- **FRAGMENT TEKSTU**
------------------------------------------------------------
Mój pogląd i pierwszy wpis na mirko.
  • 47
  • Odpowiedz
@Murak: Twój pogląd to kiepski pogląd, bo aborcja powinna byś zezwolona i legalna w każdej postaci. Po pierwsze to płód, po drugie to własność matki i pasożyt, który pobiera jej energię. To co z nim zrobi i w jaki sposób jest jedynie decyzją jej i jej partnera, o ile nie zostało urodzone.
  • Odpowiedz
@Murak: Polska nie będzie zdrowym społeczeństwem delegalizując całkowicie aborcję, bo szybko zostaną rozdmuchane medialne sprawy i tarcia pomiędzy grupami nabiorą na sile. no, chyba że mianem "zdrowego" określamy takie, które odpowiada wyłącznie naszym poglądom. jeżeli przyjmiemy takie kryterium, to ja mogę powiedzieć, że aby uzdrowić nasze społeczeństwo, należy w trybie natychmiastowym #!$%@?ć Kościół z przestrzeni publicznej ( ͡° ͜ʖ ͡°)
  • Odpowiedz
Ciekawe, że z reguły najwięcej do powiedzenia w temacie aborcji mają faceci ( ͡° ͜ʖ ͡°)


@paki81: no bo facet powinien sie ograniczac do wlozenia a potem placenia, nie?
  • Odpowiedz
Zakaz mordowania nie powoduje, że ludzie nie zabijają. Zakaz gwałcenia nie powoduje, że ludzie nie gwałcą. Ale chyba nie chcielibyśmy zniesienia tych zakazów.
------------------------------------------------------------
- **PRZEKAZANE DANE**
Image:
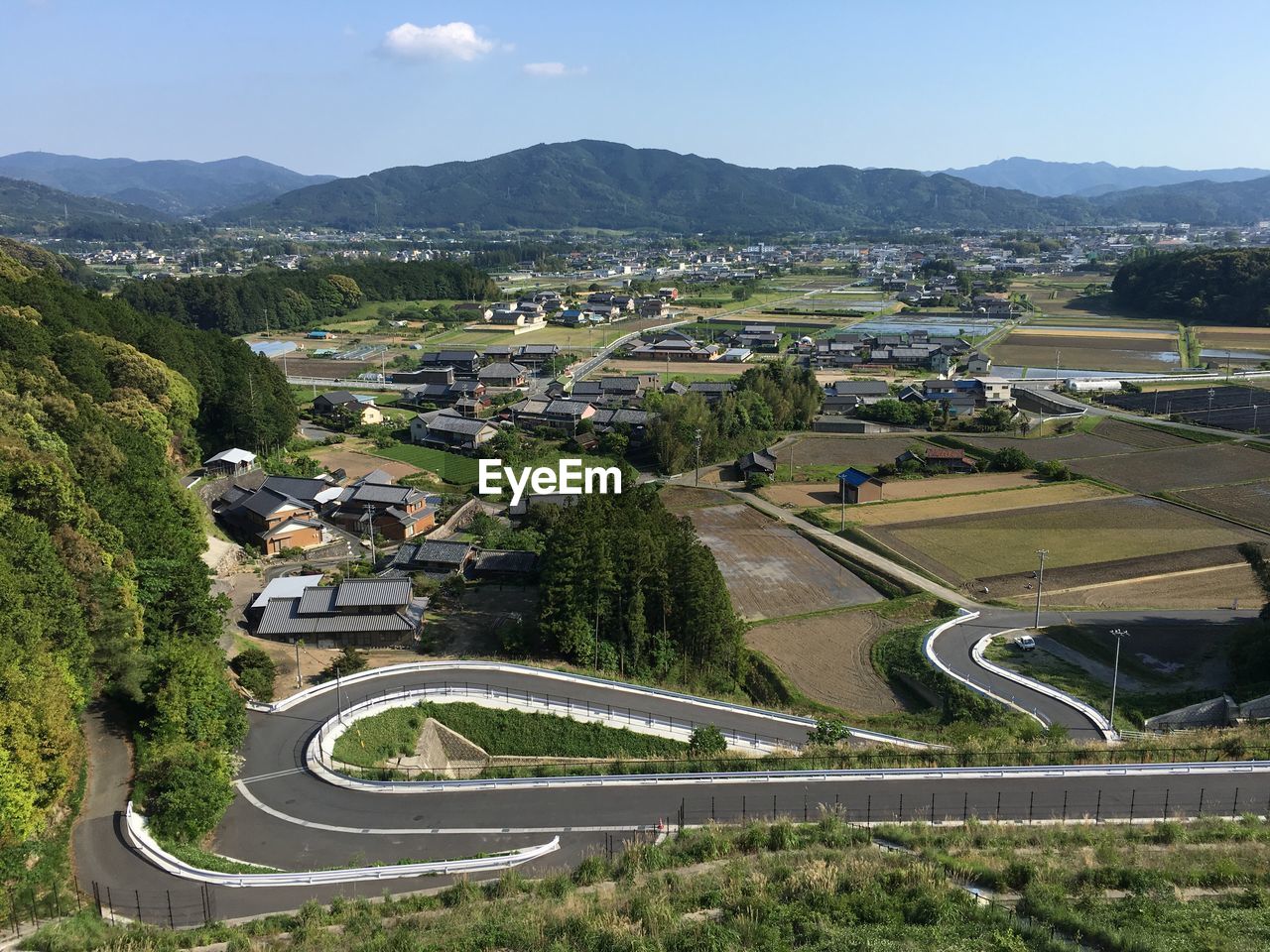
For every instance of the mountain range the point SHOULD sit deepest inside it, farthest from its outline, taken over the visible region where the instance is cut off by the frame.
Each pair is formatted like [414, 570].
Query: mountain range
------------------------------------------------------------
Przytocz jeszcze raz cały fragment tekstu o aborcji, nie zmieniając w nim ani jednego znaku.

Mój pogląd i pierwszy wpis na mirko.
  • 47
  • Odpowiedz
@Murak: Twój pogląd to kiepski pogląd, bo aborcja powinna byś zezwolona i legalna w każdej postaci. Po pierwsze to płód, po drugie to własność matki i pasożyt, który pobiera jej energię. To co z nim zrobi i w jaki sposób jest jedynie decyzją jej i jej partnera, o ile nie zostało urodzone.
  • Odpowiedz
@Murak: Polska nie będzie zdrowym społeczeństwem delegalizując całkowicie aborcję, bo szybko zostaną rozdmuchane medialne sprawy i tarcia pomiędzy grupami nabiorą na sile. no, chyba że mianem "zdrowego" określamy takie, które odpowiada wyłącznie naszym poglądom. jeżeli przyjmiemy takie kryterium, to ja mogę powiedzieć, że aby uzdrowić nasze społeczeństwo, należy w trybie natychmiastowym #!$%@?ć Kościół z przestrzeni publicznej ( ͡° ͜ʖ ͡°)
  • Odpowiedz
Ciekawe, że z reguły najwięcej do powiedzenia w temacie aborcji mają faceci ( ͡° ͜ʖ ͡°)


@paki81: no bo facet powinien sie ograniczac do wlozenia a potem placenia, nie?
  • Odpowiedz
Zakaz mordowania nie powoduje, że ludzie nie zabijają. Zakaz gwałcenia nie powoduje, że ludzie nie gwałcą. Ale chyba nie chcielibyśmy zniesienia tych zakazów.